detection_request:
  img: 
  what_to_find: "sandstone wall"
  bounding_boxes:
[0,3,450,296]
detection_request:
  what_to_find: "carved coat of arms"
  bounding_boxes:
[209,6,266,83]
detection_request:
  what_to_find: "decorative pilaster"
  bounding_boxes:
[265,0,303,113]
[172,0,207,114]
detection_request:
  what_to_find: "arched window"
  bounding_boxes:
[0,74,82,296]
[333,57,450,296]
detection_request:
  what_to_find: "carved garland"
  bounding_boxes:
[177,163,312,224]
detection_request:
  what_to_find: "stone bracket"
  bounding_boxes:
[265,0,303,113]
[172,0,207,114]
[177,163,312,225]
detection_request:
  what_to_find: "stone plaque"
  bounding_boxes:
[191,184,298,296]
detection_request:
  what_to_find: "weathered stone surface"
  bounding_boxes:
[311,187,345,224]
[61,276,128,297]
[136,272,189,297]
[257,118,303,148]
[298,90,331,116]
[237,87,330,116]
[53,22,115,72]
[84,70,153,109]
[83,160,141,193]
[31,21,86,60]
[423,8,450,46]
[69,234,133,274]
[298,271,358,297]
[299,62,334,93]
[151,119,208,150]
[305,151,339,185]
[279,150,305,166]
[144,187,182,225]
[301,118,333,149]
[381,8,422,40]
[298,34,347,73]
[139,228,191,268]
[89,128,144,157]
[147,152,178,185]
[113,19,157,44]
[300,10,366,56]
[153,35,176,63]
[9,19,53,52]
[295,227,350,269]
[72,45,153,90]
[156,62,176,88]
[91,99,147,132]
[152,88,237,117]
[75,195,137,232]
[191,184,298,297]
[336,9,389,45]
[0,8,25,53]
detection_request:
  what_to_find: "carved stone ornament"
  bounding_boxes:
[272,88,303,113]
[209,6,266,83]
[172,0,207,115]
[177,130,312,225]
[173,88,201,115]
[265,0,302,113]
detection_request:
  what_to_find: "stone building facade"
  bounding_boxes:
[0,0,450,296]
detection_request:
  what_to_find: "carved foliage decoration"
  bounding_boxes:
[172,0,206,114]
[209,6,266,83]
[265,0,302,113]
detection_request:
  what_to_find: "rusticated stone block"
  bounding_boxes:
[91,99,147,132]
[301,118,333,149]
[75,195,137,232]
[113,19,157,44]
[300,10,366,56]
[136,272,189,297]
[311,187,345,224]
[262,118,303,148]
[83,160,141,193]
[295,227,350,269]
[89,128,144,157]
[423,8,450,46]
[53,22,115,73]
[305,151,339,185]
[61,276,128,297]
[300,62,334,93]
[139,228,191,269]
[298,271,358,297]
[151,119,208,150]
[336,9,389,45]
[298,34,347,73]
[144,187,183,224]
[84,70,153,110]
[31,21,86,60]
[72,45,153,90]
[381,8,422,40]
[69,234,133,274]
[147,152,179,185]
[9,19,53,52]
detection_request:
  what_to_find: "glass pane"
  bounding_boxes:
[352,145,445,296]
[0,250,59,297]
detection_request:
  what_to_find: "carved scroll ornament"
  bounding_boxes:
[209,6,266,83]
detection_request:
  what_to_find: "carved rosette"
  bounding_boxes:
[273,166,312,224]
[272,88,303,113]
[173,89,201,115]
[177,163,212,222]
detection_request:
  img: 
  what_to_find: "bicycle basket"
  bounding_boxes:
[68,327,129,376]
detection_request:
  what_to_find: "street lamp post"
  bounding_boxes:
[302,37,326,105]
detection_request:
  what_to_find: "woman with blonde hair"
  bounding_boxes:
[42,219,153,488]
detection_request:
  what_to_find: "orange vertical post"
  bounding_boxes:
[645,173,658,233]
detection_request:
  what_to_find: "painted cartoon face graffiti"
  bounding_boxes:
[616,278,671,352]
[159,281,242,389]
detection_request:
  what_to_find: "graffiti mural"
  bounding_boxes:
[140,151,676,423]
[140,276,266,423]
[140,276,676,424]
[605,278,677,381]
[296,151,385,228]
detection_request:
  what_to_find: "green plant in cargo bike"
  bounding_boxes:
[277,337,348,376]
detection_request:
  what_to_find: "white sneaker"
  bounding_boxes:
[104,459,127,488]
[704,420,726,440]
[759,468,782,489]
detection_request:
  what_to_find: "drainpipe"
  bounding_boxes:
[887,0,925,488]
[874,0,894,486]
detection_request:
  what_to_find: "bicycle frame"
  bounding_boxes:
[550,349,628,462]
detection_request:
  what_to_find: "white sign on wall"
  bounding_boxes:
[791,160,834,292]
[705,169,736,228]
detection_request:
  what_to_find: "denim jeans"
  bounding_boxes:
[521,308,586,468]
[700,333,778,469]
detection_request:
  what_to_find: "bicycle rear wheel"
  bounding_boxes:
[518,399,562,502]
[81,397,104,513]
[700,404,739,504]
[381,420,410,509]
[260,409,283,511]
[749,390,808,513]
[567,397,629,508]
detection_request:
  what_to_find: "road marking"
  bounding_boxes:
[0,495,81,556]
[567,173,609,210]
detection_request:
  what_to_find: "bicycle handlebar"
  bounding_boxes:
····················
**TASK GOAL:** Pull out each line above that contains the string "carved".

**OUTPUT OF THE TASK:**
  what_to_find: "carved coat of arms"
  what_to_find: "carved garland"
  what_to_find: "carved stone ornament"
  what_to_find: "carved foliage decoration"
  what_to_find: "carved scroll ornament"
  what_to_find: "carved rosette"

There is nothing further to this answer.